Provided passage
══════════════════════════════

Comey ultimately prevailed. Bush agreed to make changes to the program's legal basis and Comey stayed on. Congress didn't authorize it, and most members didn't know it existed. But simply altering the legal basis for secret, warrantless spying satisfied Comey.

In addition to warrantless surveillance (after the changes Bush made to the program), the list of programs and policies Comey weighed in on includes waterboarding and indefinite detention. In 2004, Comey publicly defended the indefinite detention of Jose Padilla, an American citizen accused of being an al Qaeda operative who was apprehended in the United States.

"We have a wonderful FBI and they follow people every day, and well. But only on TV do they do it 24 hours a day, seven days a week, without losing someone," Comey told reporters at the time. "And when you're talking about someone bent on the kind of destruction, mass murder, that we're talking about here, you simply can't run that risk."

The "risk" Comey described was in actually accusing an American citizen of a crime before locking them up first. That's something this administration has said it would never do. Padilla was held in a military brig for more than three years and then convicted in a civilian court—the kind of institution Comey said in 2005 couldn't handle Padilla's case "without jeopardizing intelligence sources."

"He was willing to step out publicly and support a policy of detaining American citizens without charge or trial," says the ACLU's German. "It's particularly problematic when he's nominated to fill a position where he will be the law enforcement officer for the nation, in a role where he will last beyond this president, and perhaps beyond even the next president."

A series of emails obtained by The New York Times in 2009 show that Comey also approved of the legality, if not the wisdom, of Bush-era interrogation techniques, including waterboarding. Comey warned that not "everything that may be legal is also appropriate," and that future generations might look back at the techniques as "simply awful." But he still believed, unlike the current president, that waterboarding was within the letter of the law.

"We give Comey some credit for standing up against the worst excesses of the Bush administration," German says, but "we think it's more important to look at what he approved, rather than what he opposed."

══════════════════════════════

The data

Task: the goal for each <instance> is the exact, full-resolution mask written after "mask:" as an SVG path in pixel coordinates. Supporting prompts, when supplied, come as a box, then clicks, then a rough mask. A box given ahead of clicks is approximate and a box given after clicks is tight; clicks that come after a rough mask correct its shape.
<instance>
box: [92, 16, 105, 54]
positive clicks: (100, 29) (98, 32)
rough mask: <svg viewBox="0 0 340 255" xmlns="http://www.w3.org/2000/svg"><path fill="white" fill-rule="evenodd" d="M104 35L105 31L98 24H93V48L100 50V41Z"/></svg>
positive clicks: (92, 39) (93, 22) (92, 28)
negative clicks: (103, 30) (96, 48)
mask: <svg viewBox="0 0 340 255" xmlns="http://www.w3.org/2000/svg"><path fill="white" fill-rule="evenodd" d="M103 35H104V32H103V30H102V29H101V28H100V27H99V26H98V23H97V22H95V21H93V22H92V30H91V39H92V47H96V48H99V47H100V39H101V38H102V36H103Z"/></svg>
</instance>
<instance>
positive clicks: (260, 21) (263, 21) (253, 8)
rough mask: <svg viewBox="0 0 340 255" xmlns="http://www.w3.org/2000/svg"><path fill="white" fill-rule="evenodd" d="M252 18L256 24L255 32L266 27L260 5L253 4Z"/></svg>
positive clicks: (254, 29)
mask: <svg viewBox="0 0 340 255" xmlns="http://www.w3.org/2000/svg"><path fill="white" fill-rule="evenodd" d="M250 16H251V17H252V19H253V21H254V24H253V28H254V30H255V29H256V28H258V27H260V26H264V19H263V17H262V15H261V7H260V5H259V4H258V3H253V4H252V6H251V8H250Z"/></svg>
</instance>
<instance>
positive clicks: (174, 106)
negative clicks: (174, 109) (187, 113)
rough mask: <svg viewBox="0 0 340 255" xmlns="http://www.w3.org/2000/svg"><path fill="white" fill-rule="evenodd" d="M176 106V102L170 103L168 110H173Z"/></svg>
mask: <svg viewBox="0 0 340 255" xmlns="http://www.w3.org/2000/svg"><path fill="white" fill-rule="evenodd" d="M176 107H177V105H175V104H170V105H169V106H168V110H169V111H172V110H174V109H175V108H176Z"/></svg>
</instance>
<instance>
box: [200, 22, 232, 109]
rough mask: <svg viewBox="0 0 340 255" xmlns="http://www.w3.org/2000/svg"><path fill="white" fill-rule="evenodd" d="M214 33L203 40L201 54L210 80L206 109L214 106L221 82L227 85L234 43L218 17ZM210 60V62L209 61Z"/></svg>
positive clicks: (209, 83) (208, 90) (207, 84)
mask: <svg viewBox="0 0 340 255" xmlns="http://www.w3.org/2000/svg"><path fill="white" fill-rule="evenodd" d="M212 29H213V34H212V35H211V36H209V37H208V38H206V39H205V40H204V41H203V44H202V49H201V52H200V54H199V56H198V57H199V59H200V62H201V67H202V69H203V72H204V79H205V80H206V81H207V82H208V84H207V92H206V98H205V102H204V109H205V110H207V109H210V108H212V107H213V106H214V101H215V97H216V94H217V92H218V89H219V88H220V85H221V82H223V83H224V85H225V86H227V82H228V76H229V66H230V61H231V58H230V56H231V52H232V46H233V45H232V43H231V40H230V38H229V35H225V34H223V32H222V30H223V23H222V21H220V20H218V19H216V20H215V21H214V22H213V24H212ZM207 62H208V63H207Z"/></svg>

══════════════════════════════

Your tasks
1 – Reproduce the part of the passage on Comey that opens with the words containing "Comey ultimately prevailed." and closes with "the United States.".
2 – Change "rough mask" to "coarse mask" in the rows, from their start through the line containing "35L105 31L98 24H93V48L100", and give back only that stretch with everything else unchanged.

Answers by item number
1 –
Comey ultimately prevailed. Bush agreed to make changes to the program's legal basis and Comey stayed on. Congress didn't authorize it, and most members didn't know it existed. But simply altering the legal basis for secret, warrantless spying satisfied Comey.

In addition to warrantless surveillance (after the changes Bush made to the program), the list of programs and policies Comey weighed in on includes waterboarding and indefinite detention. In 2004, Comey publicly defended the indefinite detention of Jose Padilla, an American citizen accused of being an al Qaeda operative who was apprehended in the United States.

2 –
Task: the goal for each <instance> is the exact, full-resolution mask written after "mask:" as an SVG path in pixel coordinates. Supporting prompts, when supplied, come as a box, then clicks, then a coarse mask. A box given ahead of clicks is approximate and a box given after clicks is tight; clicks that come after a coarse mask correct its shape.
<instance>
box: [92, 16, 105, 54]
positive clicks: (100, 29) (98, 32)
coarse mask: <svg viewBox="0 0 340 255" xmlns="http://www.w3.org/2000/svg"><path fill="white" fill-rule="evenodd" d="M104 35L105 31L98 24H93V48L100 50V41Z"/></svg>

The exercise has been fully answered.